BEGIN Information shown

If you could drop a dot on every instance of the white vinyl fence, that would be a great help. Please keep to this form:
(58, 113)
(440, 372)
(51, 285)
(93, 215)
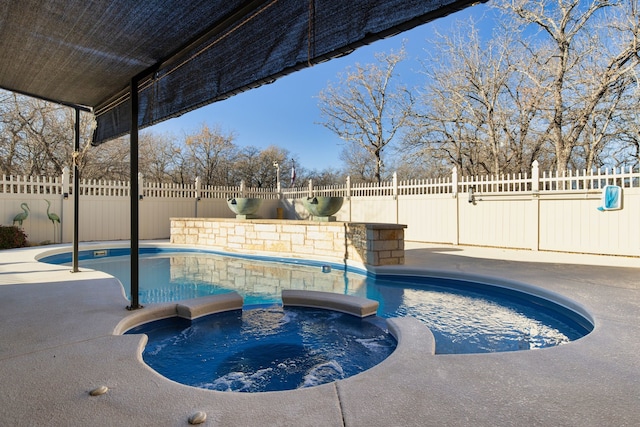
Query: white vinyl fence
(541, 211)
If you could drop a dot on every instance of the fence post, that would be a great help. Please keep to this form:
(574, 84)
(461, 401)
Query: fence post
(454, 181)
(454, 191)
(140, 186)
(534, 231)
(197, 194)
(65, 181)
(535, 177)
(348, 184)
(66, 178)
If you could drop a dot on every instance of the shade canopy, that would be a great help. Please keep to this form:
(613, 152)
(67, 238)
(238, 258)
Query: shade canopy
(183, 54)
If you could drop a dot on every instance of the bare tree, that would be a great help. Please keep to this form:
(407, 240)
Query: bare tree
(479, 109)
(257, 168)
(211, 154)
(587, 55)
(367, 109)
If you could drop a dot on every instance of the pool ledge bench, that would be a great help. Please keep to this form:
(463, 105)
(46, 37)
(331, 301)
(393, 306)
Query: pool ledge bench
(188, 309)
(350, 304)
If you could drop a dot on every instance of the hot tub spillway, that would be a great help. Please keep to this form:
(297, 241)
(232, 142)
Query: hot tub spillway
(312, 339)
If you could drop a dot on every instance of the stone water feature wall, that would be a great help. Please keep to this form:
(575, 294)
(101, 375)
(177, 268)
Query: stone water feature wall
(364, 243)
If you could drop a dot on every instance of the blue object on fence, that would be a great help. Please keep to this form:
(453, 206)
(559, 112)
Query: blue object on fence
(611, 198)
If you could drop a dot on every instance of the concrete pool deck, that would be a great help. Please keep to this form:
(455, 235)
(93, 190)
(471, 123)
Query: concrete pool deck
(57, 344)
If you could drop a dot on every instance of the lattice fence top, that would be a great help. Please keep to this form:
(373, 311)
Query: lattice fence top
(572, 181)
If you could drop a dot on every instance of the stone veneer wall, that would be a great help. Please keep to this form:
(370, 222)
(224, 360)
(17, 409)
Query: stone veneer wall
(367, 243)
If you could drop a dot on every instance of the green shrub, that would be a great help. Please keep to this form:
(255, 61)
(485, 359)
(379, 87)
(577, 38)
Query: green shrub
(12, 237)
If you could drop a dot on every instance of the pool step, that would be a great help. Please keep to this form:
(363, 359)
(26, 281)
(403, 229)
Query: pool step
(202, 306)
(350, 304)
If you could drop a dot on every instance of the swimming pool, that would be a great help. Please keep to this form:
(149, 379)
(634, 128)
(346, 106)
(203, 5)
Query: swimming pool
(464, 316)
(265, 348)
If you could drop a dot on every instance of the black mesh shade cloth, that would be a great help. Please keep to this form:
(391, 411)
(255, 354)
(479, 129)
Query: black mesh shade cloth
(184, 54)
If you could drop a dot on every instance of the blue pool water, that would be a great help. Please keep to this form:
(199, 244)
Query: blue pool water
(265, 349)
(464, 316)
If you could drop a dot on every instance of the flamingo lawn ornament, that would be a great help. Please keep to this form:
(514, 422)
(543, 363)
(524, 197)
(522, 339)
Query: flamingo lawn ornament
(22, 215)
(53, 218)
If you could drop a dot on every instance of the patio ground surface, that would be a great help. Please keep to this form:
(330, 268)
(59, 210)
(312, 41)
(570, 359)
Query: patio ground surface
(57, 343)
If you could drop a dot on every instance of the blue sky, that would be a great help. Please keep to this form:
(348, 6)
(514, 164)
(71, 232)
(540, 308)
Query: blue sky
(286, 114)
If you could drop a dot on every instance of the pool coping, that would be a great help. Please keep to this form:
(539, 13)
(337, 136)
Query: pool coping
(58, 345)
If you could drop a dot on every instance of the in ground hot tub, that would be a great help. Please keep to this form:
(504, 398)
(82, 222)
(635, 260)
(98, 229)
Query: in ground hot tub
(269, 348)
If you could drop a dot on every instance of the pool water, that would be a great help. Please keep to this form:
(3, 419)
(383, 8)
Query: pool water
(265, 349)
(464, 316)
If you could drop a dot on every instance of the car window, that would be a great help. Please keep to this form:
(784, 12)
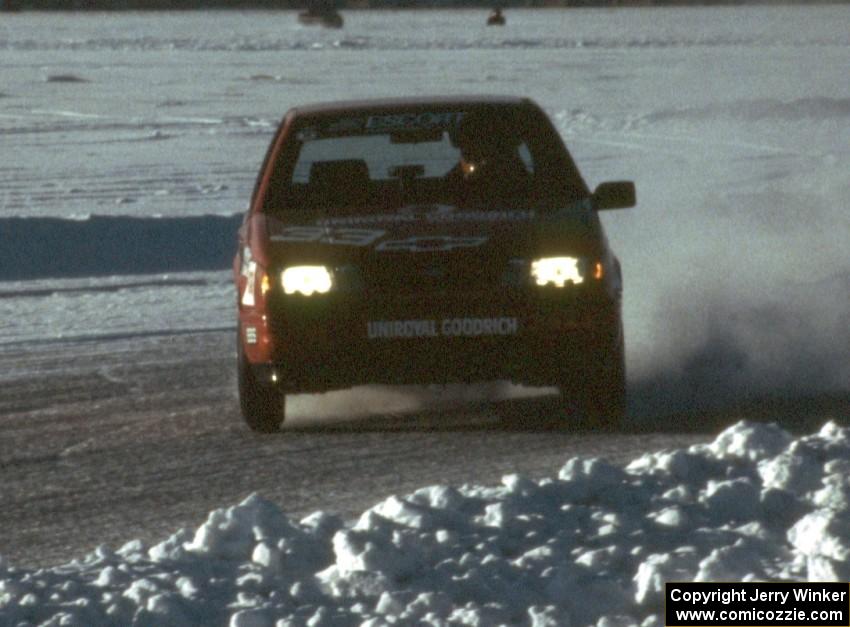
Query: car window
(364, 162)
(382, 155)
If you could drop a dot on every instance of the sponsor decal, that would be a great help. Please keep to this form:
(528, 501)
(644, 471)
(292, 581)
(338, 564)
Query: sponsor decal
(445, 119)
(447, 327)
(427, 244)
(432, 214)
(328, 235)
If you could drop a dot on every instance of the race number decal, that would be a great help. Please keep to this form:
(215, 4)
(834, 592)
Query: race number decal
(427, 244)
(328, 235)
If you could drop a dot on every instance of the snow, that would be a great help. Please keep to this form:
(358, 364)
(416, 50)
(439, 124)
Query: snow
(591, 545)
(732, 121)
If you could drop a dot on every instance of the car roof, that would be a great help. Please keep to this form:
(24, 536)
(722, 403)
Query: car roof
(331, 108)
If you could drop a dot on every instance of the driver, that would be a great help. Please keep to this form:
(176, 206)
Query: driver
(489, 170)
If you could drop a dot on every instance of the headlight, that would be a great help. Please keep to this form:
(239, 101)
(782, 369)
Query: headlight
(306, 280)
(558, 271)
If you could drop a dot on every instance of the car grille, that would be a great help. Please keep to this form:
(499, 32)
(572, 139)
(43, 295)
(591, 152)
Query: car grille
(431, 276)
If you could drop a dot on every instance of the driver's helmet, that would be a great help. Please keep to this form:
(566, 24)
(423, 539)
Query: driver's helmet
(484, 142)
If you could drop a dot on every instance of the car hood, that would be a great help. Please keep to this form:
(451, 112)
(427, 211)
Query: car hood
(434, 232)
(434, 247)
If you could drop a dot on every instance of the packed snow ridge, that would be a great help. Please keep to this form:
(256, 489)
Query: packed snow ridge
(591, 546)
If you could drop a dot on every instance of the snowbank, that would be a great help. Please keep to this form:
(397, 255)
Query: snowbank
(590, 546)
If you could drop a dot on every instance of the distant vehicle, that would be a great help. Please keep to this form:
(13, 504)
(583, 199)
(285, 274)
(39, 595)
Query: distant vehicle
(496, 18)
(422, 241)
(321, 13)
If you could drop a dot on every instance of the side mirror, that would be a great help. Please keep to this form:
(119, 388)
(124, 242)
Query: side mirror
(614, 195)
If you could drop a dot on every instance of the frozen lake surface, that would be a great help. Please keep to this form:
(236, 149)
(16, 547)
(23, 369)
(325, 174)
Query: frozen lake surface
(733, 122)
(130, 143)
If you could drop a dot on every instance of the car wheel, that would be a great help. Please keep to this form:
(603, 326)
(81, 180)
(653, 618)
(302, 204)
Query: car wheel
(262, 404)
(595, 397)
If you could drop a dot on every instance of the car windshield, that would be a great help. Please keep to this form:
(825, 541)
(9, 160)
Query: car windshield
(369, 163)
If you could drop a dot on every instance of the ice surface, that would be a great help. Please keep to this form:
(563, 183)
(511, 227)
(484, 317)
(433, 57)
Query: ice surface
(593, 544)
(732, 121)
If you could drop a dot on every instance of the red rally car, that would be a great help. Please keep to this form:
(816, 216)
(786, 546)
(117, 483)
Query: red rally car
(421, 241)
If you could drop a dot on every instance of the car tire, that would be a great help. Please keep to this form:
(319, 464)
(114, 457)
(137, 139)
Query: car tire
(262, 404)
(596, 399)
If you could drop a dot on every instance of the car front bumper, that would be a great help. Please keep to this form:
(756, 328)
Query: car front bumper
(321, 344)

END Information shown

▸ **Direction**: Write out every row above word for word, leaving out the pictures.

▸ **Full response**:
If you could drop a dot on every instance of the white vinyl fence, that would be a great help. Please keep to this form:
(58, 113)
(440, 372)
(51, 285)
(93, 215)
Query: white vinyl fence
(541, 211)
If you could drop a dot on every instance of the fence post, that would be a great help. Please keep to this form:
(574, 84)
(461, 401)
Query: fence post
(454, 181)
(454, 191)
(140, 186)
(534, 231)
(197, 194)
(65, 181)
(535, 177)
(348, 184)
(66, 178)
If you could drop a dot on every instance of the shade canopy, that would be a great help. Please keep to this form:
(613, 152)
(67, 238)
(238, 258)
Query: shade canopy
(183, 54)
If you could drop a dot on every instance of the bare tree, that would be a great help. Please keep to this form:
(407, 240)
Query: bare tree
(479, 109)
(257, 168)
(211, 154)
(587, 55)
(367, 109)
If you could drop a dot on every instance of the pool ledge bench, that would be a great help. Please keep to this form:
(463, 105)
(46, 37)
(331, 301)
(393, 306)
Query: pool ledge bench
(188, 309)
(350, 304)
If you could drop a dot on every instance of the hot tub spillway, that would be a great help. Please keep to this form:
(297, 241)
(232, 142)
Query: hot tub spillway
(312, 339)
If you could drop a dot on every instance of the stone water feature wall, that would be a great help. Please keep to this form:
(575, 294)
(101, 375)
(177, 268)
Query: stone water feature wall
(364, 243)
If you could drop a dot on every instance of the blue object on fence, that would be a great help. Please keep to this form:
(453, 206)
(559, 112)
Query: blue object on fence
(611, 198)
If you could drop a dot on every instance of the concrete pool deck, that would be a great help. Please keep to this form:
(455, 235)
(93, 190)
(471, 123)
Query: concrete pool deck
(57, 344)
If you could drop a dot on every instance of the lattice fence top, that would be a great help. Please keep to this form:
(373, 311)
Query: lattice fence top
(572, 181)
If you could drop a dot on every instance of the stone veneer wall, that would be a great help. Please keep to this form:
(370, 222)
(224, 360)
(17, 409)
Query: stone veneer wall
(367, 243)
If you could drop a dot on every instance of the green shrub, that would be a great help. Please keep to this form:
(255, 61)
(485, 359)
(379, 87)
(577, 38)
Query: green shrub
(12, 237)
If you could drop a dot on every instance of the pool step, that would be a great help. Please keep to this form:
(363, 359)
(26, 281)
(403, 229)
Query: pool step
(202, 306)
(350, 304)
If you could drop a dot on every instance of the swimming pool, that would be a great help. Please keep to this form:
(149, 379)
(634, 128)
(346, 106)
(203, 5)
Query: swimming pool
(464, 316)
(265, 348)
If you could drop a dot on every instance of the black mesh shade cloth, that would be a great help. Please keep to this form:
(391, 411)
(255, 354)
(479, 129)
Query: black mesh shade cloth
(184, 54)
If you could drop a dot on every instance of the blue pool water, that would be a great help. Please keep to this form:
(199, 244)
Query: blue pool water
(265, 349)
(464, 316)
If you could drop a dot on every instance of the flamingo lawn ornament, that would be a great help. Please keep to this form:
(514, 422)
(543, 363)
(524, 197)
(522, 339)
Query: flamingo lawn ornament
(22, 215)
(53, 218)
If you could drop a dot on every instance of the patio ground surface, that would be a great help. Please keep to this form:
(330, 268)
(59, 210)
(312, 41)
(570, 359)
Query: patio ground surface
(57, 343)
If you could drop a dot on every instance of the blue sky, that would be a great help. Please keep to this form:
(348, 6)
(514, 164)
(71, 232)
(540, 308)
Query: blue sky
(286, 114)
If you could drop a dot on every instance of the pool coping, that would be a great help. Please keep to this form:
(539, 13)
(337, 136)
Query: pool coping
(58, 345)
If you could drop a dot on every instance of the in ground hot tub, that would be a great help. Please keep to this form:
(504, 398)
(82, 222)
(635, 260)
(98, 229)
Query: in ground hot tub
(269, 348)
If you could drop a dot on every instance of the pool water, that would be a great help. Please keep to this form:
(3, 419)
(383, 8)
Query: pool water
(265, 349)
(464, 316)
If you could drop a dot on every instance of the car window, that would be a great help. Please keep to this form:
(784, 12)
Query: car window
(364, 162)
(382, 155)
If you could drop a dot on every instance of the sponsor decal, that would be a great help. Please keep to this form:
(528, 501)
(644, 471)
(292, 581)
(338, 564)
Query: sponsor decal
(445, 119)
(447, 327)
(427, 244)
(432, 214)
(328, 235)
If you could drop a dot on every instance of the race number decal, that would be a great help. Please keep to this form:
(215, 4)
(834, 592)
Query: race number decal
(427, 244)
(328, 235)
If you could drop a dot on every instance of the snow, that would be a great help. Please keep to this form:
(358, 364)
(416, 50)
(439, 124)
Query: snow
(591, 545)
(732, 121)
If you could drop a dot on every instance of the car roof, that would be a great help. Please keep to this form:
(24, 536)
(722, 403)
Query: car roof
(331, 108)
If you could drop a dot on every instance of the driver, that would be a great help. Please keep to this form:
(176, 206)
Query: driver
(489, 170)
If you could drop a dot on every instance of the headlight, that would be a great help. Please keep to this form:
(239, 101)
(782, 369)
Query: headlight
(306, 280)
(558, 271)
If you could drop a dot on every instance of the car grille, that would be a great help. Please keep to this form:
(499, 32)
(572, 139)
(43, 295)
(591, 152)
Query: car grille
(431, 276)
If you could drop a dot on every instance of the driver's helmet, that would be a great help. Please keep to this form:
(566, 24)
(423, 539)
Query: driver's helmet
(484, 142)
If you could drop a dot on every instance of the car hood, that would be a great help. Please keep to this form:
(451, 112)
(427, 211)
Query: car hood
(434, 232)
(434, 247)
If you could drop a dot on every instance of the packed snow ridge, that would be a great help. Please keep to this form:
(256, 489)
Query: packed snow ridge
(591, 546)
If you could drop a dot on every instance of the snowbank, that would be a great help. Please keep to this form:
(397, 255)
Query: snowbank
(590, 546)
If you could drop a dot on every instance of the distant vehicle, that would be a great help. Please keep to this form:
(13, 504)
(583, 199)
(285, 274)
(39, 595)
Query: distant vehicle
(496, 18)
(422, 241)
(321, 13)
If you could drop a dot on every instance of the side mirror, that would be a great help. Please keep to this form:
(119, 388)
(124, 242)
Query: side mirror
(614, 195)
If you could drop a dot on every instance of the frozen lake surface, that would be a great help. Please keep to this form:
(236, 149)
(16, 547)
(23, 369)
(325, 174)
Query: frozen lake surface
(733, 122)
(130, 143)
If you could drop a dot on every instance of the car wheel, that would be a great help. Please keep to this form:
(603, 326)
(81, 180)
(653, 618)
(302, 204)
Query: car wheel
(262, 404)
(595, 397)
If you could drop a dot on every instance of the car windshield, that would be a great help. Please keep to this form:
(825, 541)
(9, 160)
Query: car windshield
(369, 163)
If you could drop a dot on every instance of the ice surface, that would be a great help. Please keep to this form:
(563, 183)
(511, 227)
(484, 317)
(433, 57)
Query: ice surface
(593, 544)
(732, 121)
If you could drop a dot on every instance of the red rally car, that would be a great help. Please keep to this form:
(816, 216)
(786, 546)
(117, 483)
Query: red rally car
(421, 241)
If you could drop a dot on every instance of the car tire, that would be a great help. Please keep to this form:
(319, 464)
(114, 457)
(137, 139)
Query: car tire
(262, 404)
(596, 399)
If you could drop a dot on every instance of the car front bumper, that would be a great help. Please keep to this form:
(756, 328)
Query: car front bumper
(321, 344)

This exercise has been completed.